_演習課題 1_:
次の(a)〜(c)の記述が、車両用通信装置の文書の内容と合っているかどうかを、それぞれ「はい」か「いいえ」で答え、判断の決め手となる文書中の語句を一字も変えずに引用せよ。
(a) 車両の停車が検出された場合、狭域通信回線が切断される。
(b) 広域通信回線は、車室に持ち込まれた携帯電話機との間に確立される。
(c) この発明の課題は、特に狭域通信回線のスループットの低下を抑えることである。

_文書本文_:
説明

車両用通信装置

【課題】狭域通信回線および広域通信回線の双方を確立可能な通信装置において、特に広域通信回線のスループットの低下を抑える。
【解決手段】車両用通信装置10は、狭域通信回線確立処理部21によって、車両の車室に持ち込まれた携帯電話機100との間に狭域通信回線を確立し、広域通信回線確立処理部22によって、車両の外部に存在するアクセスポイント200との間に広域通信回線を確立する。そして、車両が停車したことを停車検出処理部23によって検出し、この停車検出処理部23が車両の停車を検出した場合に、狭域通信回線確立処理部21が確立している狭域通信回線を狭域通信回線切断処理部24によって切断する。

【発明の詳細な説明】
【技術分野】
【0001】
本発明は、車両の車室に持ち込まれた通信機器との間に狭域通信回線を確立可能であり、且つ、車両の外部に存在するアクセスポイントとの間に広域通信回線を確立可能な車両用通信装置に関する。
【背景技術】
【0002】
従来より、例えば特許文献1,2に開示されているように、車両の車室に持ち込まれた例えば携帯電話機などの通信機器との間に狭域通信回線としてBluetooth通信回線(Bluetooth:登録商標)を確立する通信装置が考えられている。

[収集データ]

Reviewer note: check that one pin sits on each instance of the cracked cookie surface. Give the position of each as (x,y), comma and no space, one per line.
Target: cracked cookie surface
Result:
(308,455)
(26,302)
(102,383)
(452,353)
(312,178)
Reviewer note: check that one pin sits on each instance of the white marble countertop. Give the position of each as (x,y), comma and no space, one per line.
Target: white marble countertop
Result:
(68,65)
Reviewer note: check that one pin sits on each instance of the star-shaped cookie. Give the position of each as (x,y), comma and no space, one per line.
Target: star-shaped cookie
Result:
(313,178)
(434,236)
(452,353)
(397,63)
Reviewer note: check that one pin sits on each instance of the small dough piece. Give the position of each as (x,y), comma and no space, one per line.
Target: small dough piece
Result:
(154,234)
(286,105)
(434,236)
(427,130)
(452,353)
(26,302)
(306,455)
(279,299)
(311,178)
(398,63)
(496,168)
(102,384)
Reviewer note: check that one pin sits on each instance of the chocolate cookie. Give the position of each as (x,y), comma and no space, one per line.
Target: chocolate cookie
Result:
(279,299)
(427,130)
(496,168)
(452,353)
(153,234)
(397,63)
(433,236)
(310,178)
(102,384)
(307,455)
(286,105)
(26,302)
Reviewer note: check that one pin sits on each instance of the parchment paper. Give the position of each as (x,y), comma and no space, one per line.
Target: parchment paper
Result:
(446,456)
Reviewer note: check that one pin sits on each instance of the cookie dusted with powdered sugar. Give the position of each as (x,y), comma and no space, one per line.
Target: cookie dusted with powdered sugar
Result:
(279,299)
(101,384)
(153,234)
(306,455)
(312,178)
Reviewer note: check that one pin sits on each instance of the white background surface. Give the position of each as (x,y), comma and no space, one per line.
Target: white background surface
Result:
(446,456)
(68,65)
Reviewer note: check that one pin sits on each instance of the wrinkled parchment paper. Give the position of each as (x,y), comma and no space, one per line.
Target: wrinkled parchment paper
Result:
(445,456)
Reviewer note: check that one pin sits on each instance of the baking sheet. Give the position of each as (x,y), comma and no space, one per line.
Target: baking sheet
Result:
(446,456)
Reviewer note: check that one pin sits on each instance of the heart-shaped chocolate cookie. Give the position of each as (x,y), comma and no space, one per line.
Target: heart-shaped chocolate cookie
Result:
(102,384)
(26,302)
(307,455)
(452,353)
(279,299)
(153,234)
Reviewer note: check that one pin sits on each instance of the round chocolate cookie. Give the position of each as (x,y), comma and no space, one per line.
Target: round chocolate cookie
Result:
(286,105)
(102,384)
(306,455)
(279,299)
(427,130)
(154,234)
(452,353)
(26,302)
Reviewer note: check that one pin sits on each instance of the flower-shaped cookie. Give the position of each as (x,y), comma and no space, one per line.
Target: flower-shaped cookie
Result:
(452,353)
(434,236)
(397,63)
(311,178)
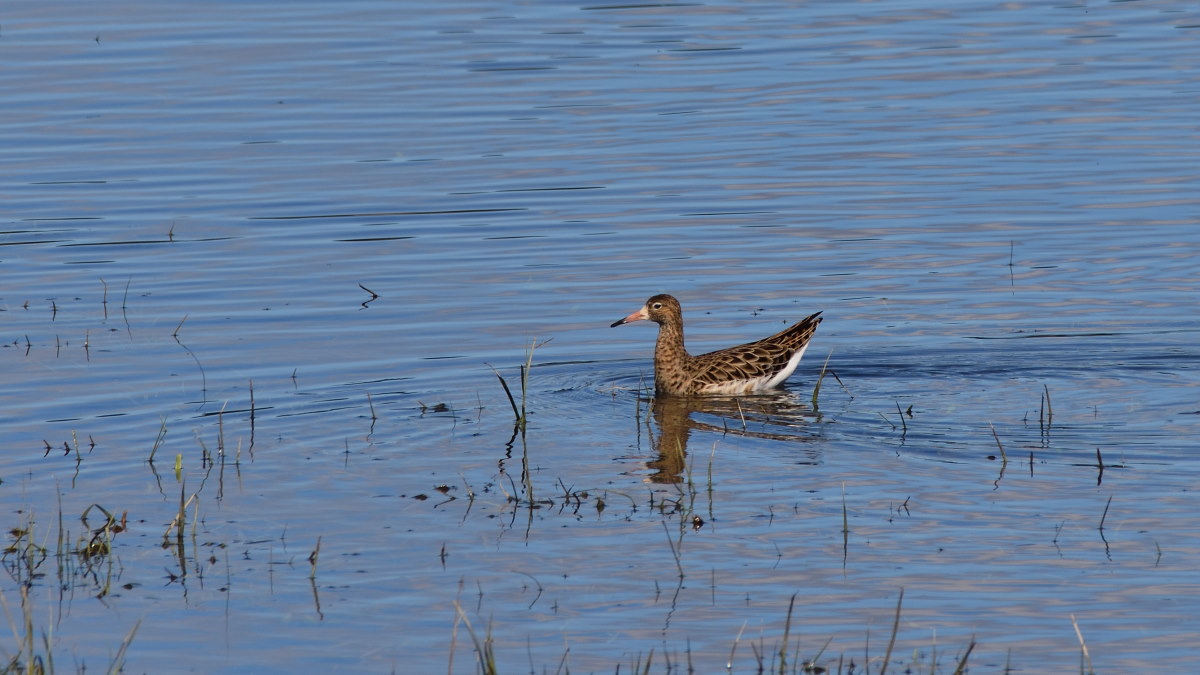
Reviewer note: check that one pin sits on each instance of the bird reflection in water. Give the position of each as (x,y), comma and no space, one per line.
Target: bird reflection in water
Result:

_演習課題 2_:
上の記録から、「chocolate」という語を含む行をすべて抜き出せ。

_解答全文 1_:
(a) はい。「この停車検出処理部23が車両の停車を検出した場合に、狭域通信回線確立処理部21が確立している狭域通信回線を狭域通信回線切断処理部24によって切断する」
(b) いいえ。「車両の外部に存在するアクセスポイント200との間に広域通信回線を確立する」
(c) いいえ。「特に広域通信回線のスループットの低下を抑える」

_解答全文 2_:
Reviewer note: check that one pin sits on each instance of the chocolate cookie. Give the position of each as (x,y), comma and no space, one per line.
Target: chocolate cookie
Reviewer note: check that one pin sits on each instance of the heart-shaped chocolate cookie. Give the position of each as (x,y), comma and no space, one per line.
Target: heart-shaped chocolate cookie
Reviewer note: check that one pin sits on each instance of the round chocolate cookie. Give the position of each as (x,y), comma and no space, one per line.
Target: round chocolate cookie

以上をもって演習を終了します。